Instructions for the task:
Write each line exactly, from the line that holds "Which spot lies innermost in each instance of the large" through the final line of the material, and no other line.

----------

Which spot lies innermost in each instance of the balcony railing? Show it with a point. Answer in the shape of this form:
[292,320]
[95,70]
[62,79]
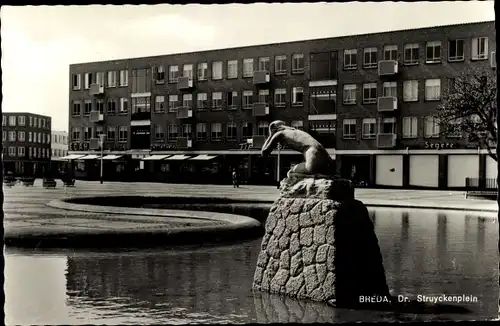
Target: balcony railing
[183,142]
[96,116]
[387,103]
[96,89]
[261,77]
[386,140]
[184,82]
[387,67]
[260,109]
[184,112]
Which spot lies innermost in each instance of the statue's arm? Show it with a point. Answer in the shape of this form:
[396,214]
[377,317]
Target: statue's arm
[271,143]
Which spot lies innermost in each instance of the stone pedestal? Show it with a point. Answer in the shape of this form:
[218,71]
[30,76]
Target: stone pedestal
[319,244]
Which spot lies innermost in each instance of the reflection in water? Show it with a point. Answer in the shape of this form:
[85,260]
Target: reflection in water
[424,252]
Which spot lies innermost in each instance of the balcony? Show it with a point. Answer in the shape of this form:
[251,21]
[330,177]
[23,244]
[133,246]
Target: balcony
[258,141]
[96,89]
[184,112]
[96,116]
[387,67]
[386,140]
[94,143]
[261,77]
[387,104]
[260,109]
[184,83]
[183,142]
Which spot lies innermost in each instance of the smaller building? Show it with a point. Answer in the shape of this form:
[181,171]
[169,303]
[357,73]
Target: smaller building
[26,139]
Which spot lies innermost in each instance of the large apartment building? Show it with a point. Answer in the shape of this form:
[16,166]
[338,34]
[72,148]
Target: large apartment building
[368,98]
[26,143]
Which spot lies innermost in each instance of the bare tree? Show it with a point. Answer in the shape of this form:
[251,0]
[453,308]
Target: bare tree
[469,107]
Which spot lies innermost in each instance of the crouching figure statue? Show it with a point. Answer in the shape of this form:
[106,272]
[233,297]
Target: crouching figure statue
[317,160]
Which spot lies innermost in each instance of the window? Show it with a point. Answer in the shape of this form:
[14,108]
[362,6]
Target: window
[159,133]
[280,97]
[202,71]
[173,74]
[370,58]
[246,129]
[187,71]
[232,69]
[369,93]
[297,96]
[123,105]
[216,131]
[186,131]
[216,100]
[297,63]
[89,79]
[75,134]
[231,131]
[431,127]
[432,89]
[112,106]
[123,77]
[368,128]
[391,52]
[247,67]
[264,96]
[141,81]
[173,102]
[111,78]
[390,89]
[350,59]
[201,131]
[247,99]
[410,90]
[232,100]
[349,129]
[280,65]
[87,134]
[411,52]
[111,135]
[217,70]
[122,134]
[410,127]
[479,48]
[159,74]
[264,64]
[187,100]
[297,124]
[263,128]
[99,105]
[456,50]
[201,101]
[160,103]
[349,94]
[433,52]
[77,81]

----------

Full solution:
Which spot lies innermost in each instance of the large apartment building? Show it with a point. Answer in the shape of this form:
[16,166]
[338,34]
[72,148]
Target: large apartment building
[368,98]
[26,143]
Which spot lies innermost in each instance of the bare tree? Show it with a point. Answer in the shape of this form:
[251,0]
[453,308]
Target: bare tree
[469,107]
Which spot lies innermost in each instance of the crouching figure statue? Show it with a point. Answer in the shape of this form:
[106,272]
[233,297]
Target: crouching figure statue
[317,160]
Which spot lies innermost in each instance of the window? Show it with a point. Answer in the shape of this form:
[14,108]
[362,6]
Target: window
[159,133]
[280,97]
[202,71]
[173,74]
[370,58]
[246,129]
[187,71]
[232,69]
[369,93]
[297,96]
[123,105]
[216,131]
[186,131]
[216,100]
[297,63]
[89,79]
[75,134]
[231,131]
[431,127]
[432,89]
[112,106]
[123,77]
[368,128]
[391,52]
[247,67]
[264,96]
[141,81]
[173,102]
[111,78]
[390,89]
[350,59]
[201,131]
[247,99]
[410,90]
[232,100]
[349,129]
[280,65]
[87,134]
[411,52]
[111,135]
[217,70]
[122,134]
[410,127]
[479,48]
[159,74]
[264,64]
[187,100]
[297,124]
[263,128]
[99,105]
[456,50]
[201,101]
[160,103]
[349,94]
[433,52]
[77,81]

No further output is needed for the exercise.